= Exercise inputs =

※ ※ ※

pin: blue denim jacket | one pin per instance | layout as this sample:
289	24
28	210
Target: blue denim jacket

※ ※ ※

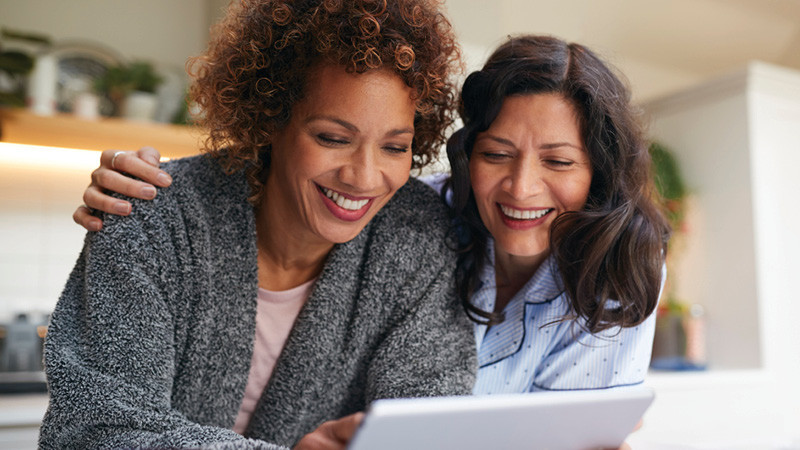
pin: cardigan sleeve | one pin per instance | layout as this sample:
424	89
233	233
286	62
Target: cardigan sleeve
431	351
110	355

※ ※ ※

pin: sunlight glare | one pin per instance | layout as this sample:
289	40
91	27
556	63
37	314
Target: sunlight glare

※ ※ ※

= Set problem =
How many lines in the entries above contain the word "denim"? Reply with the number alone.

= Result below =
2